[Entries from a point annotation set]
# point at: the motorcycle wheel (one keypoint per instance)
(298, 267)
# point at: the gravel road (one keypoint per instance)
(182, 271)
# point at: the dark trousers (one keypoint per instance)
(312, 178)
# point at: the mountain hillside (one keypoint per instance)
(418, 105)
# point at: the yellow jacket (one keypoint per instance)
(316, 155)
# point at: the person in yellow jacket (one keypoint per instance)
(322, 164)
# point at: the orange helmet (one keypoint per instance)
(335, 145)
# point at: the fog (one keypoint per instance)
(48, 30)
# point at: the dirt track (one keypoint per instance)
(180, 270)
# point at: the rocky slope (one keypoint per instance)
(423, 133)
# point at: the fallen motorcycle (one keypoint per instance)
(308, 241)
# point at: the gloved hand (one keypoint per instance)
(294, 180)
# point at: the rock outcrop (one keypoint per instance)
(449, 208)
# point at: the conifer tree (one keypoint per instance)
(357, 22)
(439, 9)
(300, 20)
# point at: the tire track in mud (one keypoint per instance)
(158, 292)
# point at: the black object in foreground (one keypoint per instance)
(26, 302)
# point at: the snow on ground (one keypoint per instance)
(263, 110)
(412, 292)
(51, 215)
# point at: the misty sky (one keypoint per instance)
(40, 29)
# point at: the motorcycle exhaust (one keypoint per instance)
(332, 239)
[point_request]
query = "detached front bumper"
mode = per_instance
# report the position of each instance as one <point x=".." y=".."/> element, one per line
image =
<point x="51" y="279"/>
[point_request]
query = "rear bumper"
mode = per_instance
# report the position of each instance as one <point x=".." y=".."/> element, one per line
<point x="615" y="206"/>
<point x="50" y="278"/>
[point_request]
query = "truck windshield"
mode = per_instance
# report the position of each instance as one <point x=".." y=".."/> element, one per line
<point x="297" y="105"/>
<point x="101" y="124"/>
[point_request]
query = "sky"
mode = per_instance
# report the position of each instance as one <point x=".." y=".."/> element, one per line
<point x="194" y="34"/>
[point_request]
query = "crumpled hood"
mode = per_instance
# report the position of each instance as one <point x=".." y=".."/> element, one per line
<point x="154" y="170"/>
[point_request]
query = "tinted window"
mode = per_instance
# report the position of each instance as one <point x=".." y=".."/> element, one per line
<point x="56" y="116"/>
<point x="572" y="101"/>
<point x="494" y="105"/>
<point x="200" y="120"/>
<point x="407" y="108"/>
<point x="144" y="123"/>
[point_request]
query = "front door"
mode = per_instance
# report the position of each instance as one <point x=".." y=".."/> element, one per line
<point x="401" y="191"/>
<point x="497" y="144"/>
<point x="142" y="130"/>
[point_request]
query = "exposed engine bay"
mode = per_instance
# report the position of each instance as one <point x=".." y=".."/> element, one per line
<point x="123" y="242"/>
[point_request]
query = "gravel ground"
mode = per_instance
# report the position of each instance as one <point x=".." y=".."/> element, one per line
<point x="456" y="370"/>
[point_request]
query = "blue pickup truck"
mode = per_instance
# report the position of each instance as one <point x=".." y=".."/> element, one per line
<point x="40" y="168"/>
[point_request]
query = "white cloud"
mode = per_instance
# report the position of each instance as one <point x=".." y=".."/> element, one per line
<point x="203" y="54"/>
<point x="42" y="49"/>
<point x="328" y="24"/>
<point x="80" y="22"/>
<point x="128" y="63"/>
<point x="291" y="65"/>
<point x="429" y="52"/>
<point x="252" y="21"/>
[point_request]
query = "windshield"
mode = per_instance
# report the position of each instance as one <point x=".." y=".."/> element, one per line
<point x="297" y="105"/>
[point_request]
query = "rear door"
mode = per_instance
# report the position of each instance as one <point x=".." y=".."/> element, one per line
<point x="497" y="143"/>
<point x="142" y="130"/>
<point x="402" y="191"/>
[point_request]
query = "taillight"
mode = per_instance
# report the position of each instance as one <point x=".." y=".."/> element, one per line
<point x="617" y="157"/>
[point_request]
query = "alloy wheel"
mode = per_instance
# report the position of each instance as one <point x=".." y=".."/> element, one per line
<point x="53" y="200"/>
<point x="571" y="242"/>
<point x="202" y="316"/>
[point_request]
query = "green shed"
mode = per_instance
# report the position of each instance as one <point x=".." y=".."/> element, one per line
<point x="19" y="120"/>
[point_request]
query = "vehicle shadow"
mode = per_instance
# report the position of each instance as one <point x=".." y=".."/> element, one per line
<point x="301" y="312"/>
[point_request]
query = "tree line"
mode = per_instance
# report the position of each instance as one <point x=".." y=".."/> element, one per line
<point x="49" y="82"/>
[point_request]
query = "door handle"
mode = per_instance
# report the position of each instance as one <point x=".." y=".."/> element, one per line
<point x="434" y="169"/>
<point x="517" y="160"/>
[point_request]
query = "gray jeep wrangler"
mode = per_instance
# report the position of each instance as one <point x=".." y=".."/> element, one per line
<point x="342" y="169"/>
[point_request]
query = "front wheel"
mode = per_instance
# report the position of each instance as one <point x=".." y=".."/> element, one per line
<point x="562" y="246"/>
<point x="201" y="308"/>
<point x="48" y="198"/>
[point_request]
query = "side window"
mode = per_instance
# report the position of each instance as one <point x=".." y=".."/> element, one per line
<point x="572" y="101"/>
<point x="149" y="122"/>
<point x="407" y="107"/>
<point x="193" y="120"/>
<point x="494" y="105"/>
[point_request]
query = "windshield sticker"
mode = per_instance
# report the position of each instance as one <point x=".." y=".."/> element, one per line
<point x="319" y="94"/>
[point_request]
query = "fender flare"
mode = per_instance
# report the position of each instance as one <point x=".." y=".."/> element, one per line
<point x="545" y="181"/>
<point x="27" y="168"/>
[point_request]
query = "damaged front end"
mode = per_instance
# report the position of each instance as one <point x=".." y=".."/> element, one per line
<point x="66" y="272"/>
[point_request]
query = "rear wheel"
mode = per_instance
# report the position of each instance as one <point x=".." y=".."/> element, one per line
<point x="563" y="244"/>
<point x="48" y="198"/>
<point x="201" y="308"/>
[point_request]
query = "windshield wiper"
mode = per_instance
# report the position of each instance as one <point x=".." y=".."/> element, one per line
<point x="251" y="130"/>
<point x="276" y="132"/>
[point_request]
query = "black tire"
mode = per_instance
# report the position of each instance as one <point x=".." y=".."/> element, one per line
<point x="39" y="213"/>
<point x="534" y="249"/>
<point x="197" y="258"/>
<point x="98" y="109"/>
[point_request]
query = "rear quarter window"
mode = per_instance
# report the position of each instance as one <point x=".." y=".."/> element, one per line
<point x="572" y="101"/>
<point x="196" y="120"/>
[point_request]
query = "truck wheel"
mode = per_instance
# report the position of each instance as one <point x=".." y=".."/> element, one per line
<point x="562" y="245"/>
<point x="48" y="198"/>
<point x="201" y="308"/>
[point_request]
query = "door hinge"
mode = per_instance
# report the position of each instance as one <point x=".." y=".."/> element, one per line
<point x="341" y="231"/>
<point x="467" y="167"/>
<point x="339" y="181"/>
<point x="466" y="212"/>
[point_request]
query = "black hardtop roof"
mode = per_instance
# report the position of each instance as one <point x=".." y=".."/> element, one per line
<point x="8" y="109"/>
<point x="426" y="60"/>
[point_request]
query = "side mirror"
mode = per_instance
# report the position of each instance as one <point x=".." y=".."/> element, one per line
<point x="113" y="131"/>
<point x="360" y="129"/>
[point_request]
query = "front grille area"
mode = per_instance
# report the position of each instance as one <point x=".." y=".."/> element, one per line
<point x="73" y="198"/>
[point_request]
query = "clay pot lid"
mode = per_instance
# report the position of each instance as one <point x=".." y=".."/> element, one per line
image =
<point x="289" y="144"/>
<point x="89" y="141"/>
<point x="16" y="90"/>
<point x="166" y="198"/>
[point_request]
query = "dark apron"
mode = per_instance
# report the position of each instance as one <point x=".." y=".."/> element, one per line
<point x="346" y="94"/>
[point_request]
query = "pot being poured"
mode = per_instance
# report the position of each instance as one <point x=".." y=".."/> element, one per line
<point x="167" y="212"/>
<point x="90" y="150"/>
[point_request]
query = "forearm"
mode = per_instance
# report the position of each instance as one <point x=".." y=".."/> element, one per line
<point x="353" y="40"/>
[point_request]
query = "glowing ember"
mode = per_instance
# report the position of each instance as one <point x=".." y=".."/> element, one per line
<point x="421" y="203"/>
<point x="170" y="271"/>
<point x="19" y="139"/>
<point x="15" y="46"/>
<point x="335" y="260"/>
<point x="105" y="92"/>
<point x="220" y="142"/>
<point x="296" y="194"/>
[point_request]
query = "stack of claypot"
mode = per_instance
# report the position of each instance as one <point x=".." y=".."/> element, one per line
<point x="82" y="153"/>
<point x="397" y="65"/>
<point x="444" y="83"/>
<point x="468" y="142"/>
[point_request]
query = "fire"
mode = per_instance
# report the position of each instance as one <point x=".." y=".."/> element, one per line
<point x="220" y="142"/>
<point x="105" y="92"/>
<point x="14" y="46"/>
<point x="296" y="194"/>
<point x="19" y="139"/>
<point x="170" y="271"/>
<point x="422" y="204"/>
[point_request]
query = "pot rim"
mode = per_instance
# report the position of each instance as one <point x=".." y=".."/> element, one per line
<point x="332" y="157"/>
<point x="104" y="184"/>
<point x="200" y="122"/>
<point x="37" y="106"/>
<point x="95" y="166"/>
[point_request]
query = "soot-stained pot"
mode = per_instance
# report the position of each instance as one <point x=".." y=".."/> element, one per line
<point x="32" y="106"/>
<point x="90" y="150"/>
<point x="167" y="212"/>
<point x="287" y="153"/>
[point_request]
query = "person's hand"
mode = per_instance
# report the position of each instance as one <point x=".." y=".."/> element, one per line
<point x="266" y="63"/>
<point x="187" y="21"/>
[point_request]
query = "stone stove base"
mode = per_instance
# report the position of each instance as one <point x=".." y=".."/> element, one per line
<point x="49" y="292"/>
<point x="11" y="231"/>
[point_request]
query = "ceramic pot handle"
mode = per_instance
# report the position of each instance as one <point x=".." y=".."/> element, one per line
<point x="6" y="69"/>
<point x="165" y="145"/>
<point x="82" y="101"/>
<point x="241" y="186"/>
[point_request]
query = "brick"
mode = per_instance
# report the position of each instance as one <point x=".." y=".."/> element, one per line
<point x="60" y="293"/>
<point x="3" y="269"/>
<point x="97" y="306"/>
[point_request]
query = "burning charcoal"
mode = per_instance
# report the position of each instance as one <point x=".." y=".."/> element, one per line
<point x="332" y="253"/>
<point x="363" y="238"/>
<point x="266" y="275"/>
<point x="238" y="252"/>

--

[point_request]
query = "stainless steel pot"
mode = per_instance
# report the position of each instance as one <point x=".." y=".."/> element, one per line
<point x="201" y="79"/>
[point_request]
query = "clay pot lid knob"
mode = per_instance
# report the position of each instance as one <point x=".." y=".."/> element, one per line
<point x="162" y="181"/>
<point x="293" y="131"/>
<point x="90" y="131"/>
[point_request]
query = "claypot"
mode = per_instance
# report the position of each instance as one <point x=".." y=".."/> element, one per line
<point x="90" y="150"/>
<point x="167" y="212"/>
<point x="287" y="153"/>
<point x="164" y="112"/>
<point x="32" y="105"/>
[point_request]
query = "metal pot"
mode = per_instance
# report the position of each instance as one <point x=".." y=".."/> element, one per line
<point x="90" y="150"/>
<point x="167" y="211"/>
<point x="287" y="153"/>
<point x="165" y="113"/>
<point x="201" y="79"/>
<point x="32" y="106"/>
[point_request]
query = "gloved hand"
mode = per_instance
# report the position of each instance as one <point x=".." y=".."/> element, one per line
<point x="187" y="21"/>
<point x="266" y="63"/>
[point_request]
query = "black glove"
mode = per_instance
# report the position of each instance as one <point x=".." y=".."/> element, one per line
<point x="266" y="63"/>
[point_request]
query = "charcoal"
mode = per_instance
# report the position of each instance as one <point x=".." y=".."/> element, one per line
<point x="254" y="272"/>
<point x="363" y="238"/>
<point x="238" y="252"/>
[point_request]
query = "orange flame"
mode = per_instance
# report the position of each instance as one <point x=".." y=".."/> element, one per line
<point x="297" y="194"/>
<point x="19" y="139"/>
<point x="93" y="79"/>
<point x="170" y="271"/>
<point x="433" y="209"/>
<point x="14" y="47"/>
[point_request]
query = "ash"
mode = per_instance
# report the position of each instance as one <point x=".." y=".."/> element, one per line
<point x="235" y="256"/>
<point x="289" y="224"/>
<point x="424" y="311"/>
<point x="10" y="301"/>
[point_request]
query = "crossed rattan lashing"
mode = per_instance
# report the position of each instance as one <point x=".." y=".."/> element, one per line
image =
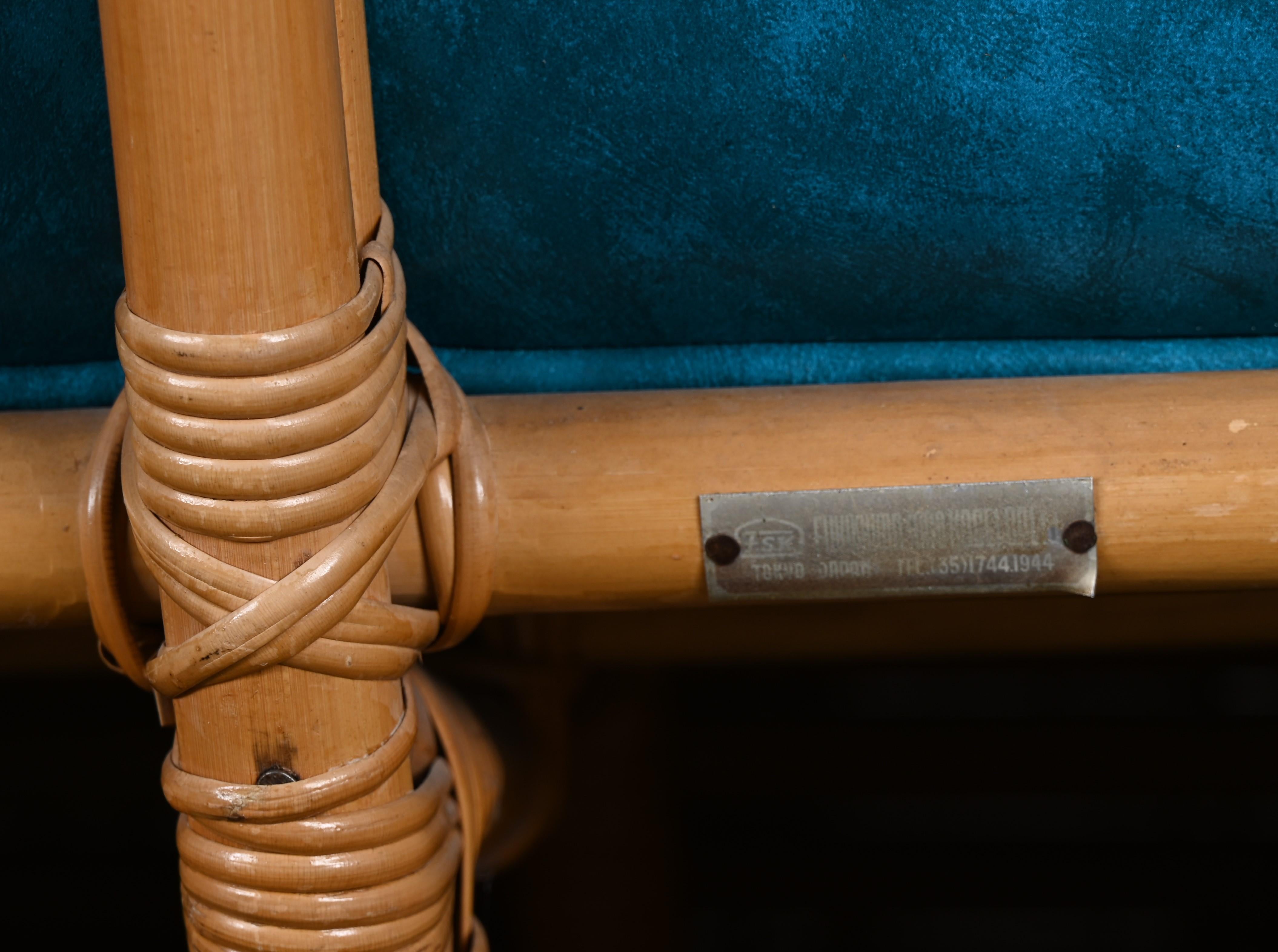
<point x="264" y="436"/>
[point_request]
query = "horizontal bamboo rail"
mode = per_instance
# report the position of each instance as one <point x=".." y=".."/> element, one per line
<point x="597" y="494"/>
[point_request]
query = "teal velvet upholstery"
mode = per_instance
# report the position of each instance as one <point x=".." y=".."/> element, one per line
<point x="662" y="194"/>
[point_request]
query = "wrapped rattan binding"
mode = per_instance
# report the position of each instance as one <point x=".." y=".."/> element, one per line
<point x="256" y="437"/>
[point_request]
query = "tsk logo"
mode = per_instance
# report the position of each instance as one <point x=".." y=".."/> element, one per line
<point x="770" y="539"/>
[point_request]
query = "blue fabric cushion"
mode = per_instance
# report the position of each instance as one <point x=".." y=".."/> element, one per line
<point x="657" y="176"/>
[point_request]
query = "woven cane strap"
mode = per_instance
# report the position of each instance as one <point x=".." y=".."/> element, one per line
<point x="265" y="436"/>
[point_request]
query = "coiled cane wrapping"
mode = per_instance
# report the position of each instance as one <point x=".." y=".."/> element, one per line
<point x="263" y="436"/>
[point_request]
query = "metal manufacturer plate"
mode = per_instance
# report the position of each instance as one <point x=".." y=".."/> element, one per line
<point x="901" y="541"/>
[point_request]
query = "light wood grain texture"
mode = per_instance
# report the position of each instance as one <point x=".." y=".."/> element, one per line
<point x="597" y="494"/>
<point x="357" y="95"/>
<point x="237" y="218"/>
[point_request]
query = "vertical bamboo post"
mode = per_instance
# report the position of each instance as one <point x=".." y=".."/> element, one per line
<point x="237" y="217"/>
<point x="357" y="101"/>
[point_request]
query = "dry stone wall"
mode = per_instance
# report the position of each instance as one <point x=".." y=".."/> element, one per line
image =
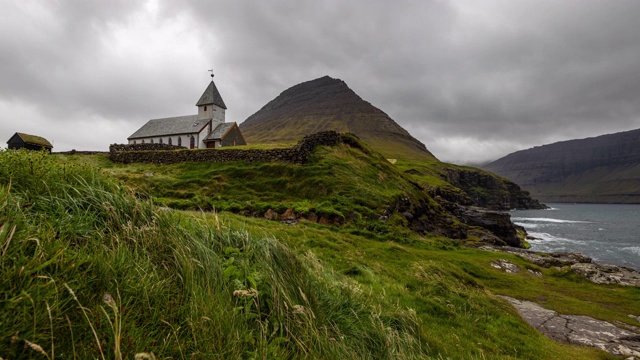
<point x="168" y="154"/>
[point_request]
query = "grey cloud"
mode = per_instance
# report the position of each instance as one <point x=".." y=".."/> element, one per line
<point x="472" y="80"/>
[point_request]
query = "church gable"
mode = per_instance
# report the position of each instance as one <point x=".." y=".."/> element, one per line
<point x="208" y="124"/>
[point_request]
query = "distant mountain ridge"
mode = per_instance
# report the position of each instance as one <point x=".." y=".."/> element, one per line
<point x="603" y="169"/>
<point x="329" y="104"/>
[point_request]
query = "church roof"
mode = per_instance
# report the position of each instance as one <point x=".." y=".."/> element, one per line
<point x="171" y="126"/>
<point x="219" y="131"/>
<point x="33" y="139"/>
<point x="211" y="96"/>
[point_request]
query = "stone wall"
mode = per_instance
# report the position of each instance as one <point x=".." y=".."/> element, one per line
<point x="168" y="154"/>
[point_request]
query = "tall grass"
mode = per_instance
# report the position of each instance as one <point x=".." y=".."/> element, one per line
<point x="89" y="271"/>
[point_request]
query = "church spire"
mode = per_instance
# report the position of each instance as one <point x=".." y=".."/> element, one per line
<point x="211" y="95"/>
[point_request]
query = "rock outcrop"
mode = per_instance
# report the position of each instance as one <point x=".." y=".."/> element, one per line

---

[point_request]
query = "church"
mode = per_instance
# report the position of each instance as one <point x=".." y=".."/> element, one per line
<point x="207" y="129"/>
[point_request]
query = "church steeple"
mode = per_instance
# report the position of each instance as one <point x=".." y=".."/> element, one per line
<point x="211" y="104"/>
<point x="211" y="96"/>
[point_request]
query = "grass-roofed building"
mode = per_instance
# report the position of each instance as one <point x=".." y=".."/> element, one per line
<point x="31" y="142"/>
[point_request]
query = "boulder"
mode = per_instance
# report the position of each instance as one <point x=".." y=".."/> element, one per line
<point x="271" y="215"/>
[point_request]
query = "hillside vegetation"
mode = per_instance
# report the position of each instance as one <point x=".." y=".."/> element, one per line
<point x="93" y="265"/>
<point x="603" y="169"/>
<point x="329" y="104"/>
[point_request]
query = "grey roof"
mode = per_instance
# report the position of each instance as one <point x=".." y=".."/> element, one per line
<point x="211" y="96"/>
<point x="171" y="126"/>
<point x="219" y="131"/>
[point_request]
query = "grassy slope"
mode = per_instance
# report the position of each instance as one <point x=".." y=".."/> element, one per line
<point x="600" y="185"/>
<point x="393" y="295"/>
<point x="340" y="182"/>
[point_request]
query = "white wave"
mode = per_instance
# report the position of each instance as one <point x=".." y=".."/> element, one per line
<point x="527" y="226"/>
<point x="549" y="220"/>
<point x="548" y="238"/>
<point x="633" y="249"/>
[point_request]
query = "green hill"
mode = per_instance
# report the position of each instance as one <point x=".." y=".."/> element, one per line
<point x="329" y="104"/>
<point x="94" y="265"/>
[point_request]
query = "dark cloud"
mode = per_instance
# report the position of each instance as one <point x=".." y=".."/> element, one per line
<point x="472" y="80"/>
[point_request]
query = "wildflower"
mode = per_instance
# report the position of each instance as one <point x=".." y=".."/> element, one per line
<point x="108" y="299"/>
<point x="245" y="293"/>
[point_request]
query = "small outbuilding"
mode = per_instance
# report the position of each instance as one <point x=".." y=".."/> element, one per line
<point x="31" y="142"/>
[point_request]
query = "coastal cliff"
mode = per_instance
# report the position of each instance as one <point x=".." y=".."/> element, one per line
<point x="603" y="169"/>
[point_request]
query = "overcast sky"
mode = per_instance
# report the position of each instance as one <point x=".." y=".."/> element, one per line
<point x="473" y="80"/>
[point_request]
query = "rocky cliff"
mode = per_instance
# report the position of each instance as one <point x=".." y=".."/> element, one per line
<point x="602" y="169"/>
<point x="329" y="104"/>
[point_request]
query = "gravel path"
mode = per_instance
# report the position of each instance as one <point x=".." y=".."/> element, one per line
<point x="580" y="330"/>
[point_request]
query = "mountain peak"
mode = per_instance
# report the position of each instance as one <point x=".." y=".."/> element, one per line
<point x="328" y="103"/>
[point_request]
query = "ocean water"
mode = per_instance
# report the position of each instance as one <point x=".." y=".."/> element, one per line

### [Aim]
Count how many lines in the records above contain the string "bamboo", treating uppercase and lowercase as different. Reply with the number alone.

### [Exercise response]
2